Top Seven Reasons People Stay Stuck, Helpless, and Frustrated

trapped behind window

“How few there are who have courage enough to own their faults, or resolution enough to mend them” – Benjamin Franklin

We have all been our own worst enemy one time or another. We get in our own way and make things more difficult than they have to be.

To our credit we are often unaware of our self-defeating habits, but nonetheless these habits are there in thought and action.

We have limiting beliefs, insecurities, and inner-conflict that keep us stuck and misguided. We make decisions that we later regret and end up finding ourselves in the same situations we have always been in.

No matter what we do to improve our lives, we will continue to go down the same crooked path until we take care of our self-defeating patterns.

It can be helpful to take a look at what isn’t working once in a while so we can determine what can be done. If something isn’t working we can usually fix it.

So, here are seven areas to be aware of that may be holding you back and keeping you from creating the life you desire.

1. Fear of failure

Fear of failure relates to all areas of life, whether it is relationships, career, or personal. In any one area it can prevent us from living a meaningful and rich life because we will stay stuck. We will never move beyond our comfort zone with fear in the driver’s seat.

When we make decisions based on fear we are limiting ourselves from the life we are born to live because fear is an emotion of survival.   Fear is about avoidance and keeping safe instead of striving to be and experience more. If we want to thrive we must live from a place of courage, inspiration, and faith.

Start expanding your comfort zone to break this pattern.

2. Saying “I don’t know how!”

Many people stay stuck and misguided because they don’t know “exactly” what they need to do. They are afraid to take any action until they feel like they know everything they need to know. Believing we don’t “know how” to do something is a poor excuse in today’s world. We can learn anything and develop the skills and tools to capture what we want. Information is at our finger tips.

━━━━━━━━━━━━━━━━

* _Exercise_:
Answer these questions about the article on why people stay stuck:
(a) Who is credited with the quotation near the top?
(b) What kind of emotion does the section on fear of failure call fear?
(c) What does the second reason say is at our finger tips?
Rely only on the text above for your answers.

* _Supplied material_:
━━━━━━━━━━━━━━━━

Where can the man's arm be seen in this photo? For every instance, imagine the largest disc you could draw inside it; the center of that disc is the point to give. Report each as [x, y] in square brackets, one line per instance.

━━━━━━━━━━━━━━━━

* _Problem solution_:
(a) Benjamin Franklin
(b) An emotion of survival
(c) Information